__WORK TO BE COMPLETED__
Please list every line of the material below that contains the word "weed", copying each one in full. Matches must have the same case.

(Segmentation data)
* * *

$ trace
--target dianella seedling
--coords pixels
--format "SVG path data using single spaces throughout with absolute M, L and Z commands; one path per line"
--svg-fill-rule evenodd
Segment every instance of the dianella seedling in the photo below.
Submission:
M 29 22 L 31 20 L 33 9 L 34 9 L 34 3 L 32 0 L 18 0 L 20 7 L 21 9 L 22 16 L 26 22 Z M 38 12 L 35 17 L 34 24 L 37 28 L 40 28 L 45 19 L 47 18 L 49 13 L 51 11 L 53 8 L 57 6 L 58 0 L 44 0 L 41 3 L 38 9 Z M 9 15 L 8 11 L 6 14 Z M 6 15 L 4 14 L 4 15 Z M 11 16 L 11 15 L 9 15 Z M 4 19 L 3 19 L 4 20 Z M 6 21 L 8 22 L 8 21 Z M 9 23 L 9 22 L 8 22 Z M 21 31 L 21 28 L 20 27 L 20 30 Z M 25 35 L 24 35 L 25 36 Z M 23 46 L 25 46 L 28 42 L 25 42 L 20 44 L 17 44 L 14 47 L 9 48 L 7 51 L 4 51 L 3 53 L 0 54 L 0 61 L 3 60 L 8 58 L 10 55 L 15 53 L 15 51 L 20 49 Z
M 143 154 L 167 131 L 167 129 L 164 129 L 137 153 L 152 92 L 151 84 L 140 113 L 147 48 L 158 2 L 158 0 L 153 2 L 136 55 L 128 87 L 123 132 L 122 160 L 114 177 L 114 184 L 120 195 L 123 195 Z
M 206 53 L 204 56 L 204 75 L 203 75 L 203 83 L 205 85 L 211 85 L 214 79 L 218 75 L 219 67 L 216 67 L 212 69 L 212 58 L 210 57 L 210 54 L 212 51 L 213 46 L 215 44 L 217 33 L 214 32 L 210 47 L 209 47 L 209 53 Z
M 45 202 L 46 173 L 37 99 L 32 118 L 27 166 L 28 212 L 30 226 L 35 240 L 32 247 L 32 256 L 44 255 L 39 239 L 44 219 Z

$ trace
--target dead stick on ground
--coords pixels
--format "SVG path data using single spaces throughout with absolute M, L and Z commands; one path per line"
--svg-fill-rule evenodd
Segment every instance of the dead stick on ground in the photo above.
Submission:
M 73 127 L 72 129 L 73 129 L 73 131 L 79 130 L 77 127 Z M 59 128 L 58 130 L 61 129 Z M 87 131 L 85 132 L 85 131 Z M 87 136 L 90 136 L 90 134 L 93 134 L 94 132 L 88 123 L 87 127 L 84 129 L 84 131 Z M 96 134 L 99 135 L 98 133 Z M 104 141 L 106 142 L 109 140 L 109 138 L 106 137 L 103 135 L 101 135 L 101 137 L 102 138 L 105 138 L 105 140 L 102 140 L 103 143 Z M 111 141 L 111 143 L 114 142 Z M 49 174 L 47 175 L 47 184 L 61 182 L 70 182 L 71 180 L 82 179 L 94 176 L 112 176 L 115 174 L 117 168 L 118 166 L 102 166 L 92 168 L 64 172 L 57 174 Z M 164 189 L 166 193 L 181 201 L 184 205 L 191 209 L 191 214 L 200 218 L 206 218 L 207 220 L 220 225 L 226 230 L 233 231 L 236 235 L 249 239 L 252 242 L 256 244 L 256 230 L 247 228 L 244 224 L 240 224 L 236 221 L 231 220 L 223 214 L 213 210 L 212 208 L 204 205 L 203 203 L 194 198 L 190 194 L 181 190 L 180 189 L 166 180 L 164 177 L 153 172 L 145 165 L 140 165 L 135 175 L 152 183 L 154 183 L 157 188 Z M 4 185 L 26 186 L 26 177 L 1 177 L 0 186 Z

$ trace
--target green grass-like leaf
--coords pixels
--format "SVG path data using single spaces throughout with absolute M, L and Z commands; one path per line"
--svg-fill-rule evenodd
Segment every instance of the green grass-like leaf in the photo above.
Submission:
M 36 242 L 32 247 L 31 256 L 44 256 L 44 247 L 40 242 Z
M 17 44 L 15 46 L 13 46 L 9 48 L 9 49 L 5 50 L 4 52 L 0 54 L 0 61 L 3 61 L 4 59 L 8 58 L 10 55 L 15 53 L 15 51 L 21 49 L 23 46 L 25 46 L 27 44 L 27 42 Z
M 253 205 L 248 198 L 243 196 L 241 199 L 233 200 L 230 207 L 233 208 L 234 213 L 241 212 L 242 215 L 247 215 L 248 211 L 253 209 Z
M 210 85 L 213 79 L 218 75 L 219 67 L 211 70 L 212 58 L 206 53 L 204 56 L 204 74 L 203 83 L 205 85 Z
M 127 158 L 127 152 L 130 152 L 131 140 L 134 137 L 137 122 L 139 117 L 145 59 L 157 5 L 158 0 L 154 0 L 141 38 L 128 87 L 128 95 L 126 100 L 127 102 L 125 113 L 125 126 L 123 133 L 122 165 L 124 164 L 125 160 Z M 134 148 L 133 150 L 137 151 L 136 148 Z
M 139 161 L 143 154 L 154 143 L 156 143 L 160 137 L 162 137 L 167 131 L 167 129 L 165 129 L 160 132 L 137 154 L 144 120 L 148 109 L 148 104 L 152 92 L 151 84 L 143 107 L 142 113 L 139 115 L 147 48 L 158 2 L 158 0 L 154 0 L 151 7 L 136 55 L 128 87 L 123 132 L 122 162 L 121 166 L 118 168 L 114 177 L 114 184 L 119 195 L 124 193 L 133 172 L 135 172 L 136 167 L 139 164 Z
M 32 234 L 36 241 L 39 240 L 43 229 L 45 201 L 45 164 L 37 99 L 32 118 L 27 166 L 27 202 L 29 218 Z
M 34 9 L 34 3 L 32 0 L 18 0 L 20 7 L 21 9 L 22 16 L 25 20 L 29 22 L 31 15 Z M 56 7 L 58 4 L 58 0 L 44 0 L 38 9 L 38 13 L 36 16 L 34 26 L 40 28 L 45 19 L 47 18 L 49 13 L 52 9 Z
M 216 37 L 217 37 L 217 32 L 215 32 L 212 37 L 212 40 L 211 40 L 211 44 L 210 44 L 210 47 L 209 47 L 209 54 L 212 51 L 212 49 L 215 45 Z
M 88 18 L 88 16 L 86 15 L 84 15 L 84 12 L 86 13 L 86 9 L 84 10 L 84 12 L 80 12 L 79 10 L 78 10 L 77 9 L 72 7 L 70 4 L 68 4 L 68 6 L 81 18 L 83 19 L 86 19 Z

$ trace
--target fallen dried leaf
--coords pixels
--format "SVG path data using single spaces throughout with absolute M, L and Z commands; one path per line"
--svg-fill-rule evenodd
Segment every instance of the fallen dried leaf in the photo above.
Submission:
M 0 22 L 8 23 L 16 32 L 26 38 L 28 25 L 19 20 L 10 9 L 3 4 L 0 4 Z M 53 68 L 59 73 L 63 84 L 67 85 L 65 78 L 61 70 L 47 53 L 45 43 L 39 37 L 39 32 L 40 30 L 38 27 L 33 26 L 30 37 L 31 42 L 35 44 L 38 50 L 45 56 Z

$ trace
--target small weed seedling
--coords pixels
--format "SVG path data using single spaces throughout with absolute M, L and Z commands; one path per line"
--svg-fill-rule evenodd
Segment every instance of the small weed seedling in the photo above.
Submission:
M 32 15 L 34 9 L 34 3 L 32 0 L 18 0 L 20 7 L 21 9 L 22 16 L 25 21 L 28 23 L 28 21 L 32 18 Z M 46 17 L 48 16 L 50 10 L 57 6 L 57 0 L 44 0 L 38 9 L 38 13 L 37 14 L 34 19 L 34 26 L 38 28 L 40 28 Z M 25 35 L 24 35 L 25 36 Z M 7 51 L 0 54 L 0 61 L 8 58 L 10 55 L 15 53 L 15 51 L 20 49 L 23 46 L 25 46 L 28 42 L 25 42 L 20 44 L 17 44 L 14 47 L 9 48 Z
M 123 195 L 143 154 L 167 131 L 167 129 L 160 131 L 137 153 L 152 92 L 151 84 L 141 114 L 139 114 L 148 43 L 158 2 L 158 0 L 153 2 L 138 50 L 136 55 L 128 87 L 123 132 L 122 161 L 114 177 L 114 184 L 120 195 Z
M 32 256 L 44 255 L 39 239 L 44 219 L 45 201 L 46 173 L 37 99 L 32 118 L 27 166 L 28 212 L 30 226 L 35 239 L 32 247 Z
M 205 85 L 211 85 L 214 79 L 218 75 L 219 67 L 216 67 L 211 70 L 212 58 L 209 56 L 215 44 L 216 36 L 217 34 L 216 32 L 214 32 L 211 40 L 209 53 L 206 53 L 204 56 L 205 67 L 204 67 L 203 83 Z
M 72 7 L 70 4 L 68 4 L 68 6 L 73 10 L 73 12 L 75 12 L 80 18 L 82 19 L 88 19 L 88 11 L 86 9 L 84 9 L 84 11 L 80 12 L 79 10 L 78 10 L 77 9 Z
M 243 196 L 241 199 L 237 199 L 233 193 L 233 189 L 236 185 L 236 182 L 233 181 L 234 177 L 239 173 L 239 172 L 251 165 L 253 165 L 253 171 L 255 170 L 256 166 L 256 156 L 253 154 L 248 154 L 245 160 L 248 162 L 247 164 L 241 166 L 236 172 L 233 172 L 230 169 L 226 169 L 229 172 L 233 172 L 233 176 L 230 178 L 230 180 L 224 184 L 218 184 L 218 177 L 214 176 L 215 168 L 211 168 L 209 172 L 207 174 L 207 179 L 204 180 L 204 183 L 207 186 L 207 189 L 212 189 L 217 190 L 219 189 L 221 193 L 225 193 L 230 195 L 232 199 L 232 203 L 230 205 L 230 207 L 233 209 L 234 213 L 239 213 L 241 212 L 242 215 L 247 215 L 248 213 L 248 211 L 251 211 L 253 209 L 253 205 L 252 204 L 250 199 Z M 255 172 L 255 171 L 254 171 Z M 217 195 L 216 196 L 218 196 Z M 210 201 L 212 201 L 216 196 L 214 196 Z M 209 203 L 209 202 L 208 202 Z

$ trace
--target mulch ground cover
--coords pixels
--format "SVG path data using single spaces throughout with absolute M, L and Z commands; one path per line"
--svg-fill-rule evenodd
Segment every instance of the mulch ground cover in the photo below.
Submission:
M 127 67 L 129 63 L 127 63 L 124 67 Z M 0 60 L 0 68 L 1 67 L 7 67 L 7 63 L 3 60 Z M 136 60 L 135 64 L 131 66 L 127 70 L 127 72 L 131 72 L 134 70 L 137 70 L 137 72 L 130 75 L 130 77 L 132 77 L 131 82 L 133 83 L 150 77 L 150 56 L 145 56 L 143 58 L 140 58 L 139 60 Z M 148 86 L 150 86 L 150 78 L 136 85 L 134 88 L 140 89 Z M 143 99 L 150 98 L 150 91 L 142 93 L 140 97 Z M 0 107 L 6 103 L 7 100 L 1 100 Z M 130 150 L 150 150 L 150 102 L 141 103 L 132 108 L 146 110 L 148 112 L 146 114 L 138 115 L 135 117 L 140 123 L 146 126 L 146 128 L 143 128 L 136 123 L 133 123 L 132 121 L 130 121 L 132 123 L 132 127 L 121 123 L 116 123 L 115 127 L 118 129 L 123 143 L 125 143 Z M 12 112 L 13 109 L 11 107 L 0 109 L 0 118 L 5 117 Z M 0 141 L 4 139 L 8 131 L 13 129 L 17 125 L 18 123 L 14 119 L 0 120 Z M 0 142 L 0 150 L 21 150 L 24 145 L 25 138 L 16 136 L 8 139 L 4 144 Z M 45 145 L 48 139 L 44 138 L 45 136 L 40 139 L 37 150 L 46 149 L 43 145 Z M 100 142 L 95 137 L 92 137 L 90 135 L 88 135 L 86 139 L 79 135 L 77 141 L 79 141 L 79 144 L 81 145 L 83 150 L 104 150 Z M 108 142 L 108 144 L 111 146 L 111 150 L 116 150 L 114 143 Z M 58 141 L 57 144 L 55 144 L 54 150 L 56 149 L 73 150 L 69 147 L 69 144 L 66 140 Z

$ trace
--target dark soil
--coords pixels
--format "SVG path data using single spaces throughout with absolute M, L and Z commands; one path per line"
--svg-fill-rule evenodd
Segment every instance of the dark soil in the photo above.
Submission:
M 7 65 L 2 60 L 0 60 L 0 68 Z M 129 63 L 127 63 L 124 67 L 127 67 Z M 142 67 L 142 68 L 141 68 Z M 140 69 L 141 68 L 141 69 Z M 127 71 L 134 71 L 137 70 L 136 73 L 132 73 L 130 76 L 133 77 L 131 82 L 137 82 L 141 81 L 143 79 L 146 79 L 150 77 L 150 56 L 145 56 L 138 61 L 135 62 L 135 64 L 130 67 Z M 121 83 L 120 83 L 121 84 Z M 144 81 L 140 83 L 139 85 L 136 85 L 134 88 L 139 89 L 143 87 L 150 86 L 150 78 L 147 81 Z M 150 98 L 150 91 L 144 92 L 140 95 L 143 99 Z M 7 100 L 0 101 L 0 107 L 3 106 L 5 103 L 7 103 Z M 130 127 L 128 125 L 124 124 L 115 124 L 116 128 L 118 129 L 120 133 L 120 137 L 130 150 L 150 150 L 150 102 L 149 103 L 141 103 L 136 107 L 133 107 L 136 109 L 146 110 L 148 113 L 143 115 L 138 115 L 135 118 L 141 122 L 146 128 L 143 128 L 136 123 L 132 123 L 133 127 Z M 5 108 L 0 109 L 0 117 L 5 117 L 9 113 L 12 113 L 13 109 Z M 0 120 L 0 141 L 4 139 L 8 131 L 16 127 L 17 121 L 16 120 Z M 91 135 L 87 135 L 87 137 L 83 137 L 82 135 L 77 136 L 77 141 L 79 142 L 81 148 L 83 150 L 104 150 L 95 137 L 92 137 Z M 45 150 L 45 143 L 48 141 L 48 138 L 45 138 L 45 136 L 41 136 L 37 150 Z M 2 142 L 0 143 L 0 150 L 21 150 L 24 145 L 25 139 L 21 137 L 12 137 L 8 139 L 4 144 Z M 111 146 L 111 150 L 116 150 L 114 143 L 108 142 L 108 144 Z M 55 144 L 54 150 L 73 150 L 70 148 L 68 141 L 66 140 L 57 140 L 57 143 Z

* * *

__COMPLETE RESPONSE__
--target small weed seedling
Segment every instance of the small weed seedling in the photo above.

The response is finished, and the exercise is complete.